YOUR TASK: Your task is to give the entries back exactly, leaving nothing out.

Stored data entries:
****************

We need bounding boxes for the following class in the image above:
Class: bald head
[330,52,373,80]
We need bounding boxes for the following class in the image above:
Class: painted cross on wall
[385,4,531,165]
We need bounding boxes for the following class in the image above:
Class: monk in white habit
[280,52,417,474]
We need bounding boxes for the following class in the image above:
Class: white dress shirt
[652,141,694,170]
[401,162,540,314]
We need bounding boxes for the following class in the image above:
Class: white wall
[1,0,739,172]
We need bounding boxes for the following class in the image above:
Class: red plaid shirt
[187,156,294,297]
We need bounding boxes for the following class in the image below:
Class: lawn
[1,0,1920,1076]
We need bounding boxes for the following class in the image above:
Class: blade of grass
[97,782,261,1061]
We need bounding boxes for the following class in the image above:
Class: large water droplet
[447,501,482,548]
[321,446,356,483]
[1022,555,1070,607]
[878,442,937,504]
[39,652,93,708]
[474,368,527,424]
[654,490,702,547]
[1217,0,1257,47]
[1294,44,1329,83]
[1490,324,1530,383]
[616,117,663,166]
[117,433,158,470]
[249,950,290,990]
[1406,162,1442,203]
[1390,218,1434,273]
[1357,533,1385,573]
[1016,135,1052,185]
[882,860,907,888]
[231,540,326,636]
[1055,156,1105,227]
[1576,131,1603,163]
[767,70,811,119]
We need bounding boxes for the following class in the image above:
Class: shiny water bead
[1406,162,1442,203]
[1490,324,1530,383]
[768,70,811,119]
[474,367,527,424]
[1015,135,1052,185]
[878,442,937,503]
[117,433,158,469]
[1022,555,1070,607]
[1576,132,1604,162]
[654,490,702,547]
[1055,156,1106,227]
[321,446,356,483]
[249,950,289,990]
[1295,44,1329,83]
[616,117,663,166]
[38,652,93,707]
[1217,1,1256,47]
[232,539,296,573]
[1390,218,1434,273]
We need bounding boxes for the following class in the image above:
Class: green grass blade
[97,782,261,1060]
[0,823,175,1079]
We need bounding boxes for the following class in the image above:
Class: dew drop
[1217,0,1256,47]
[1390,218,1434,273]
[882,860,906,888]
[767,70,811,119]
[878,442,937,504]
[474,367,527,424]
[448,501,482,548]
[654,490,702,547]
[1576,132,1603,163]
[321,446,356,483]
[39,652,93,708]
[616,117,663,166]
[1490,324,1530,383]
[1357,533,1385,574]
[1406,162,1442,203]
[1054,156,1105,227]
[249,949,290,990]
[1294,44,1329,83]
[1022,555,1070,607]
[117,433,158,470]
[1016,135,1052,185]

****************

OUTPUT BELOW:
We need bounding boxes for the following class in the image above:
Class: bald head
[330,52,373,80]
We need bounding boxes for the following class in the image above:
Class: painted cross on wall
[385,4,531,165]
We need bounding boxes for the following class in the image above:
Class: monk in white habit
[280,52,417,474]
We need bounding boxes for the following class in the image above:
Class: white dress shirt
[652,141,694,170]
[401,162,540,314]
We need bounding boxes for the following class in the image above:
Class: white wall
[1,0,739,172]
We need bounding boxes for the following class in the image above:
Class: red plaid shirt
[187,156,294,297]
We need bounding boxes for the following class in the image below:
Class: lawn
[1,0,1920,1076]
We need bounding boxes for the following class in the image above:
Class: blade of grass
[97,782,261,1061]
We need bounding boxes for the following class in the image above:
Class: large water droplet
[447,501,482,548]
[321,446,356,483]
[1022,555,1070,607]
[878,442,937,504]
[39,652,93,708]
[474,368,527,424]
[654,490,702,547]
[1217,0,1257,47]
[1294,44,1329,83]
[1490,324,1530,383]
[616,117,663,166]
[117,433,158,470]
[249,950,290,990]
[1406,162,1442,203]
[1390,218,1434,273]
[1357,533,1385,573]
[1016,135,1052,185]
[882,860,907,888]
[231,540,326,636]
[1055,156,1105,227]
[1576,131,1603,163]
[767,70,811,119]
We need bounding boxes for the following class in the image above:
Class: shiny water bead
[1406,162,1442,203]
[1490,324,1530,383]
[768,70,811,119]
[474,367,527,424]
[1015,135,1052,185]
[878,442,937,503]
[117,433,158,469]
[1022,555,1070,607]
[1576,132,1604,162]
[654,490,702,547]
[1055,156,1106,227]
[321,446,356,483]
[249,950,289,990]
[1295,44,1329,83]
[616,117,663,166]
[38,652,93,707]
[1217,1,1256,47]
[232,539,296,573]
[1390,218,1434,273]
We need bounding boxes for the following class in the image above:
Class: green grass blade
[97,782,261,1060]
[0,823,175,1079]
We need bounding boxes for the following class in the image above:
Class: dew drop
[1217,0,1256,47]
[1390,218,1434,273]
[882,860,906,888]
[767,70,811,119]
[878,442,937,504]
[474,367,527,424]
[448,501,482,548]
[654,490,702,547]
[1576,132,1603,163]
[321,446,356,483]
[39,652,93,708]
[616,117,663,166]
[1490,324,1530,383]
[1357,533,1385,574]
[1406,162,1442,203]
[1054,156,1105,227]
[249,949,290,990]
[1294,44,1329,83]
[1022,555,1070,607]
[117,433,158,470]
[1016,135,1052,185]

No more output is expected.